• _ACTIVITY_: Of the lines below, copy those that hold the word "facade".

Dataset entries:
►
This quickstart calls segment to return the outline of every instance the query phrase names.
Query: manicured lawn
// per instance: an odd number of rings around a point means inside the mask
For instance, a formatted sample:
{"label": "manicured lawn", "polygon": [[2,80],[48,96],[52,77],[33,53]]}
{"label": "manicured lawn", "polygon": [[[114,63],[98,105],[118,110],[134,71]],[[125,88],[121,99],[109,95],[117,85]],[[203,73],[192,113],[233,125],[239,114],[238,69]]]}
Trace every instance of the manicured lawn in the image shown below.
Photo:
◄
►
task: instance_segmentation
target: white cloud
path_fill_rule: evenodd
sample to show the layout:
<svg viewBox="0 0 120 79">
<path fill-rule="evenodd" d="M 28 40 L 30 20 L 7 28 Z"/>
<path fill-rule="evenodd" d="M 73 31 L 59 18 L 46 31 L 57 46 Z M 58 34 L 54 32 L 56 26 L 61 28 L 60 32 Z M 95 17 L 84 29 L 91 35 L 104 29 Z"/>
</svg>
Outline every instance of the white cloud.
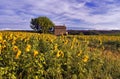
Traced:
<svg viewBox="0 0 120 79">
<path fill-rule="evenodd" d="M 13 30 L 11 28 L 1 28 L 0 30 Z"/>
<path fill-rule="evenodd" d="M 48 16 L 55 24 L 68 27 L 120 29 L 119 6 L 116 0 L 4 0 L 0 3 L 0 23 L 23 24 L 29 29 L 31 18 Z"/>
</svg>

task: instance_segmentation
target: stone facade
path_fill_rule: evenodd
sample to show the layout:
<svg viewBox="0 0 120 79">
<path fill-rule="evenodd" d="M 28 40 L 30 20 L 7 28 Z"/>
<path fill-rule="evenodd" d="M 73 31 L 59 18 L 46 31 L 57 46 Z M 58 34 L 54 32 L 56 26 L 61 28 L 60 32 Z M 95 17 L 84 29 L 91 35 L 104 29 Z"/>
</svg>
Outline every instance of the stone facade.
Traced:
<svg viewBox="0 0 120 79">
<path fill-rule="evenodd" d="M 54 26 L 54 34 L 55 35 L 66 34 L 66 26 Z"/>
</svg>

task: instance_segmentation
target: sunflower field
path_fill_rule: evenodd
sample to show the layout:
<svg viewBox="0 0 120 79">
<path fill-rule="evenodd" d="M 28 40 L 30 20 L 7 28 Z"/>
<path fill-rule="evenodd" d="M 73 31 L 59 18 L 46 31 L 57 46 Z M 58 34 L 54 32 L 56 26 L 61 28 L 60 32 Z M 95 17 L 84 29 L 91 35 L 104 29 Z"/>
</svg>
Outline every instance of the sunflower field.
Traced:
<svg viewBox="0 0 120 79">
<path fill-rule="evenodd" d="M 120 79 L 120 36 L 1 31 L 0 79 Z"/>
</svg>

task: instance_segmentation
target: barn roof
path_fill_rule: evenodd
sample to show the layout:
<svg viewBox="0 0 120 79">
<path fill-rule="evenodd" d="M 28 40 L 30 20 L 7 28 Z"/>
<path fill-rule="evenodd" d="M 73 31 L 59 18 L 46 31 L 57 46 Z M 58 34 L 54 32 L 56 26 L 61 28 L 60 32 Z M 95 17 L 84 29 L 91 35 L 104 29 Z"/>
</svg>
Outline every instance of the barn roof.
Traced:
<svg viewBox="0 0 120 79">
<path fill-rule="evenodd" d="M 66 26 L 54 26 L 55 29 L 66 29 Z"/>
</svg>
◄
• _RESPONSE FOR THIS EXERCISE_:
target: stone facade
Outline every instance of the stone facade.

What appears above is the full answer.